Si le printemps se déroulait comme prévu, on pourrait aller à l’Espace Ruine voir Ruines – Exposition d’une Genève post-apocalyptique, une série de treize dessins de Jehan Khodl. Mais, pandémie mondiale oblige, le lieu est fermé et EPIC te propose un portrait de cet illustrateur genevois à l’humour décalé, avec qui on a parlé de temps, d’absurde, de (fausses) supercheries et de ses nombreux projets.
À quel moment est-ce que tu t’es dit que tu allais devenir illustrateur ?
Je crois que dessiner, c’est quelque chose que j’ai toujours fait. Il y a toujours un dessinateur dans la classe. Donc au moment où j’ai vu que j’avais de mauvaises notes, je me suis dit qu’il fallait insister dans la supercherie, et j’ai fait les Arts Appliqués. J’étais en Design 2D, la dernière volée avant la fermeture de cette option ; ça remonte un petit peu puisque j’ai 25 ans aujourd’hui.
Qu’est-ce que ça t’a apporté ?

────────

**TÂCHE COURTE 1**: Traduisez en anglais cette phrase de l'entretien avec Jehan Khodl : « Il y a toujours un dessinateur dans la classe. »
**TÂCHE COURTE 2**: Poursuivez l'entretien avec Jehan Khodl à partir de sa dernière phrase.
Les items ci-dessous proviennent d'une autre source.

[Entrées de données enregistrées]
────────

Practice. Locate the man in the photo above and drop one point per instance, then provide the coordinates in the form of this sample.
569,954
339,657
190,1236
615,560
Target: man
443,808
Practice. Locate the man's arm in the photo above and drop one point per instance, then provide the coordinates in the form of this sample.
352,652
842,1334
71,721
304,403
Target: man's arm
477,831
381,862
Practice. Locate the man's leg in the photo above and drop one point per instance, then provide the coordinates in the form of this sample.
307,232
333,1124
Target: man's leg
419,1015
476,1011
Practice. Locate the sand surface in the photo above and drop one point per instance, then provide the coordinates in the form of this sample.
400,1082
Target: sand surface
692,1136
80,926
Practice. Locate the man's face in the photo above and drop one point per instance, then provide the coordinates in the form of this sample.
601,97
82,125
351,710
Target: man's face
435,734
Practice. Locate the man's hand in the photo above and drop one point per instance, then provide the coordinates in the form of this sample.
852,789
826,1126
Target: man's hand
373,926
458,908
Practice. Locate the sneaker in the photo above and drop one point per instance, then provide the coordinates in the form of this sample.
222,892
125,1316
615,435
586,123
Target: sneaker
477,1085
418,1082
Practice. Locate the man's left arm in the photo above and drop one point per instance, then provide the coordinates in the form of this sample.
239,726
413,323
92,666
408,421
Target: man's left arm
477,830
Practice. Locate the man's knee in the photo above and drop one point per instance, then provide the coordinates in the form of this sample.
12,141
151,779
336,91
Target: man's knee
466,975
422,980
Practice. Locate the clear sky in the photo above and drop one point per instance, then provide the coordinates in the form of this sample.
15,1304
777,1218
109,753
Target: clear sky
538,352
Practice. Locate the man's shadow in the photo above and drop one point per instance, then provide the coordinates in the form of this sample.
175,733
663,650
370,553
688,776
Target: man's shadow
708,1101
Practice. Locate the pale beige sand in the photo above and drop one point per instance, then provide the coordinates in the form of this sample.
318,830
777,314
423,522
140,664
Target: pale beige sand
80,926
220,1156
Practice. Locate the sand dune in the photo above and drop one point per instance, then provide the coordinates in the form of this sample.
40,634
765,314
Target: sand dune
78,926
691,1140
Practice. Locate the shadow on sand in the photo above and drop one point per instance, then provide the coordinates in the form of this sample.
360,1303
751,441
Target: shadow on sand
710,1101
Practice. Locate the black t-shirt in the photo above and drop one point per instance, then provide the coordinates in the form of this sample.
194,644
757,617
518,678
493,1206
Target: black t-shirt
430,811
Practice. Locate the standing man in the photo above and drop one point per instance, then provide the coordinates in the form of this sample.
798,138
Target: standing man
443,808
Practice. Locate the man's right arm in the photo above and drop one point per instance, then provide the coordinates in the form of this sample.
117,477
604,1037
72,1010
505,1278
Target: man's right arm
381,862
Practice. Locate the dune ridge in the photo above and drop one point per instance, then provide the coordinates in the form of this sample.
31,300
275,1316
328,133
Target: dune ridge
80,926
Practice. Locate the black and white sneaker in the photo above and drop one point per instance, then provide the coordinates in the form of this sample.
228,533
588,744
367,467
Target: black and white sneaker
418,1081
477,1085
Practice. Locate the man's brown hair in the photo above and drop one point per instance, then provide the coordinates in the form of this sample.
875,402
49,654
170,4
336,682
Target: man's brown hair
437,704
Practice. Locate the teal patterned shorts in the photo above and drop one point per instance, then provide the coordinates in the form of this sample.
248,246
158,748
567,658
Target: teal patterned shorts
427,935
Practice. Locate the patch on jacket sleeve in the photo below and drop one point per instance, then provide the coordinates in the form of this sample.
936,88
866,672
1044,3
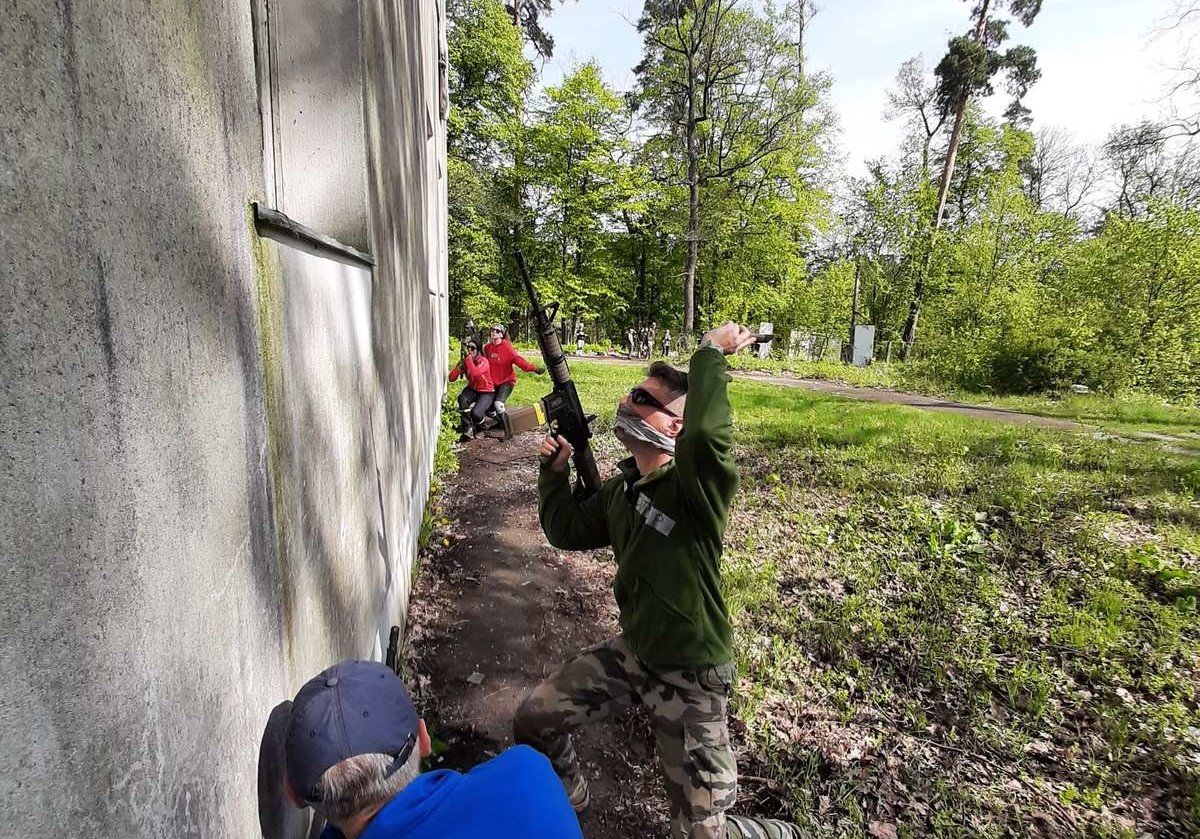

────────

**RÉSULTAT 1**: There is always someone who draws in the class.

**RÉSULTAT 2**:
De l’expérience. Tu as des retours, ce n’est plus simplement faire des dessins pour épater la galerie. Là, tes profs te disent que ça, c’est moche en fait, alors qu’avant, quelqu’un de ta classe te disait « Wow! T’es trop ouf! Il est sympa ton zèbre » quand tu avais dessiné un tigre.
Comment est-ce que tu dessines ?
Ça dépend du sujet et de mon humeur. Comme je suis un peu nomade, je m’adapte suivant les lieux. Quand je dois faire très vite, ce sera plus sur ordinateur. Et sinon, crayonné, encrage, faire de belles perspectives… et je colorise sur Photoshop ; c’est beaucoup plus simple. Il faudrait que je prenne le temps de me mettre à la peinture, mais c’est un cercle vicieux : plus tu fais, plus t’as de la facilité, et donc plus c’est compliqué de se mettre à la peinture et de se réadapter. Certains aiment bien changer de techniques, mais moi c’est vraiment les supports qui m’intéressent : illustration, bande dessinée, animation, jeux vidéo,…
Quand t’est venue l’idée du projet Ruines ?
Aux Arts Appliqués, justement. C’était une sorte de calendrier, bien moins finalisé, avec Genève détruit. Je trouve que c’est vraiment intéressant, fascinant comme thème. Dans les films américains, on voit toujours New York en mode fin du monde, ce qui rend le truc un peu abstrait. Si c’est chez nous, c’est plus parlant. Je trouvais ça drôle à imaginer – maintenant que ça se rapproche de la réalité, moins, évidemment.
Comment as-tu choisi les treize lieux que tu as illustrés ?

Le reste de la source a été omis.